Task instructions: For this exercise, return all the data exactly as it stands.

(Excerpts from a dataset)
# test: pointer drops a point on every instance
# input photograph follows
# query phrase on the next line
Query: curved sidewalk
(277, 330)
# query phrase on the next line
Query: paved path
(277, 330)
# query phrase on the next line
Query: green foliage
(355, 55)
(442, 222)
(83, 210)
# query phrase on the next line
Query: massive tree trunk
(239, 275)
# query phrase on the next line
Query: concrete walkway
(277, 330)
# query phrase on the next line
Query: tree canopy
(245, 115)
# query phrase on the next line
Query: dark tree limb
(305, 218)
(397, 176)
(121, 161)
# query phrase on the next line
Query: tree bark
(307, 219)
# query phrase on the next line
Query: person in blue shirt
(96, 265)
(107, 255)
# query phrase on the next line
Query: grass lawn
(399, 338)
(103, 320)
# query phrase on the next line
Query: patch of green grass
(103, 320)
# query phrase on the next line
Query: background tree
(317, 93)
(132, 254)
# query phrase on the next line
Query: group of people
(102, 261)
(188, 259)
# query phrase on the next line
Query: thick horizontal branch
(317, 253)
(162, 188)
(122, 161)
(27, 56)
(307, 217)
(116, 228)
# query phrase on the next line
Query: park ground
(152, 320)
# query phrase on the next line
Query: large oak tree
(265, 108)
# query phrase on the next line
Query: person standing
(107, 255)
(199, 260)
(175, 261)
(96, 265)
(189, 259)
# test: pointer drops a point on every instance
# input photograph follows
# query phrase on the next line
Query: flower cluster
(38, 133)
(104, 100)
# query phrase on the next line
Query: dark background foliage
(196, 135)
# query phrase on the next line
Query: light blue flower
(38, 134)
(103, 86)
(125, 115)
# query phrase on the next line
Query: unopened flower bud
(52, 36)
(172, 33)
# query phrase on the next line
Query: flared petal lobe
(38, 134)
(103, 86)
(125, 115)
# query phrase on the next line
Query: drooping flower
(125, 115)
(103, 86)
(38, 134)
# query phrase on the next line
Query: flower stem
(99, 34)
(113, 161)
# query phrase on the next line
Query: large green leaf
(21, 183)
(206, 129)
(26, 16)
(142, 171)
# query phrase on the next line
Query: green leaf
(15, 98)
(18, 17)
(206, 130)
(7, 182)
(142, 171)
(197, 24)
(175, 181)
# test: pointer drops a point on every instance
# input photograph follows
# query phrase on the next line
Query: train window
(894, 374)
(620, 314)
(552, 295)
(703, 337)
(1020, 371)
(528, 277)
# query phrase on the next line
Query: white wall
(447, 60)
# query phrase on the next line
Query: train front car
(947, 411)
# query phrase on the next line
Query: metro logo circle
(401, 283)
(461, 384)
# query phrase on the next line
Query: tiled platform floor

Solution to this exercise:
# test: pointer drops a point on every instance
# input photograph follows
# query phrase on the next line
Query: curved sidewalk
(277, 330)
# query phrase on the next line
Query: paved path
(277, 330)
# query phrase on the next line
Query: green foliage
(355, 55)
(442, 222)
(83, 210)
# query phrase on the next line
Query: massive tree trunk
(239, 275)
# query phrase on the next line
Query: concrete walkway
(277, 330)
# query phrase on the next line
Query: tree canopy
(245, 115)
# query phrase on the next line
Query: dark tree limb
(305, 218)
(397, 176)
(121, 161)
# query phrase on the next line
Query: tree bark
(307, 219)
# query phrase on the next line
Query: person in blue shirt
(96, 265)
(107, 255)
# query phrase on the next line
Query: grass lawn
(399, 338)
(103, 320)
# query phrase on the next line
Query: patch of green grass
(103, 320)
# query phrase on the next line
Query: background tree
(317, 93)
(132, 254)
# query phrase on the next line
Query: group of people
(102, 261)
(188, 259)
# query phrase on the next line
Query: thick horizontal branch
(317, 253)
(162, 188)
(122, 161)
(27, 56)
(307, 217)
(116, 228)
# query phrase on the next line
Query: park ground
(152, 320)
# query phrase on the next line
Query: large oak tree
(265, 108)
# query phrase on the next line
Query: person standing
(107, 255)
(199, 260)
(175, 261)
(96, 265)
(189, 259)
# test: pointer drops a point on every instance
# input photograph follows
# query phrase on the next line
Query: flower cluster
(38, 133)
(104, 100)
# query phrase on the next line
Query: dark background foliage
(196, 135)
# query phrase on the next line
Query: light blue flower
(38, 134)
(103, 86)
(125, 115)
# query phrase on the next line
Query: unopened flower bud
(52, 36)
(172, 33)
# query phrase on the next line
Query: flared petal lobe
(38, 134)
(103, 86)
(125, 115)
# query phrase on the next line
Query: drooping flower
(125, 115)
(103, 86)
(38, 134)
# query phrase on the next line
Query: flower stem
(99, 34)
(113, 161)
# query phrase on the next line
Query: large green leaf
(21, 183)
(206, 129)
(26, 16)
(142, 171)
# query phrase on the next line
Query: green leaf
(15, 98)
(18, 17)
(206, 130)
(7, 182)
(142, 171)
(197, 24)
(175, 181)
# test: pointer drops a point on every instance
# input photograph follows
# query phrase on the next line
Query: train window
(894, 374)
(620, 314)
(552, 295)
(703, 337)
(1020, 371)
(528, 277)
# query phrase on the next line
Query: white wall
(447, 60)
# query phrase on the next line
Query: train front car
(947, 411)
# query phrase on the next line
Query: metro logo circle
(401, 283)
(461, 384)
# query phrase on the next line
Query: tiled platform floor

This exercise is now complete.